=== Work to be completed ===
Each entry below should be given again exactly; the pictures stay out.

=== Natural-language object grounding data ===
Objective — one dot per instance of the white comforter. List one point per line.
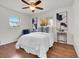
(36, 43)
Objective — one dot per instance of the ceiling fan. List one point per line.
(32, 5)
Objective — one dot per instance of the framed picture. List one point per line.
(61, 21)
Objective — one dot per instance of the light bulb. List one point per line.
(32, 8)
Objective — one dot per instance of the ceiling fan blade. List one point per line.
(39, 8)
(25, 7)
(38, 2)
(25, 2)
(33, 10)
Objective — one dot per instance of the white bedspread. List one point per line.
(36, 43)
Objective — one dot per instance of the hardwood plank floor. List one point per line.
(57, 51)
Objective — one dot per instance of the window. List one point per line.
(14, 21)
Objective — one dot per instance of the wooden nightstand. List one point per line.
(62, 37)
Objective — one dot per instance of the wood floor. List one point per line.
(57, 51)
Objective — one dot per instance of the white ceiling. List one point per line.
(46, 4)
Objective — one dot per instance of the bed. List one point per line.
(37, 43)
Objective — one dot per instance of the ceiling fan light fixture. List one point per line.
(32, 8)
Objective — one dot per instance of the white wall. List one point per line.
(52, 13)
(76, 25)
(8, 34)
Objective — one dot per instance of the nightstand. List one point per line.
(62, 37)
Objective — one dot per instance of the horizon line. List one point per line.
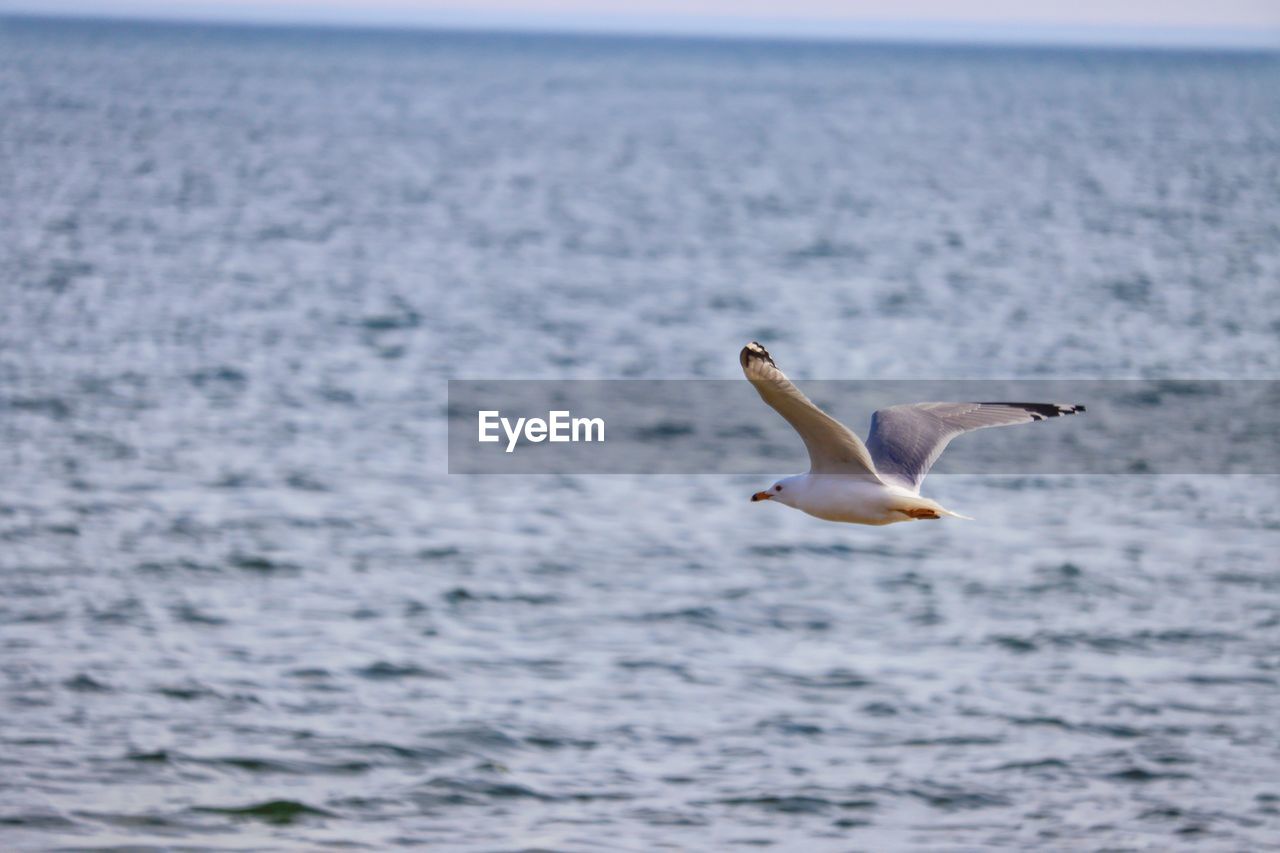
(694, 28)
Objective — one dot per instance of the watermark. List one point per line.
(558, 427)
(722, 427)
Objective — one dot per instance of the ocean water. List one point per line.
(242, 606)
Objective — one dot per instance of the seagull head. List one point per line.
(778, 491)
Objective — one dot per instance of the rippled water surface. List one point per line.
(243, 607)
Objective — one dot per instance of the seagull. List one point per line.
(877, 482)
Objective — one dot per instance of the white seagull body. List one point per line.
(877, 482)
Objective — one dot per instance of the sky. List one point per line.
(1249, 23)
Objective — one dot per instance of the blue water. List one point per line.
(243, 607)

=== Exercise response ===
Objective — one dot per instance of the white comforter. List one point per line.
(36, 43)
Objective — one dot per instance of the ceiling fan. List one point per line.
(32, 5)
Objective — one dot per instance of the framed picture. List one point per line.
(61, 21)
Objective — one dot per instance of the light bulb. List one point per line.
(32, 8)
Objective — one dot per instance of the ceiling fan blade. List one point per line.
(39, 8)
(25, 7)
(38, 2)
(25, 2)
(33, 10)
Objective — one dot per instance of the white bedspread. List one point per line.
(36, 43)
Objective — one dot per instance of the hardwood plank floor. List one point per line.
(57, 51)
Objective — one dot per instance of the window. List one point per line.
(14, 21)
Objective — one dot per instance of the wooden nightstand. List one point per line.
(62, 37)
Objective — one dot per instance of the wood floor. List one point per line.
(57, 51)
Objective — one dot per instance of the white ceiling. List one point per line.
(46, 4)
Objective — one dot per instance of the bed. List one point per line.
(37, 43)
Objective — one dot per instance of the ceiling fan light fixture. List one point per line.
(32, 8)
Objective — one dot per instance of the white wall. List one point per line.
(52, 13)
(76, 25)
(8, 34)
Objective — one dot per instance of the nightstand. List one point per line.
(62, 37)
Objective — one dot per instance of the horizon line. List one point per line.
(694, 28)
Objective — one dot per instance of the watermark. List one point per line.
(558, 427)
(722, 427)
Objective — one dot per instance of the ocean water. List one point per line.
(242, 606)
Objective — one dot per instance of the seagull head. List one point per line.
(778, 491)
Objective — one dot per instance of the rippled water surface. List one point per line.
(243, 607)
Objective — one dot per instance of the seagull. List one point per line.
(877, 482)
Objective — one dot per instance of the white seagull body. List one point per line.
(877, 482)
Objective — one dot per instance of the sky. List one point per line.
(1249, 23)
Objective — one dot per instance of the blue water. List one point per line.
(243, 607)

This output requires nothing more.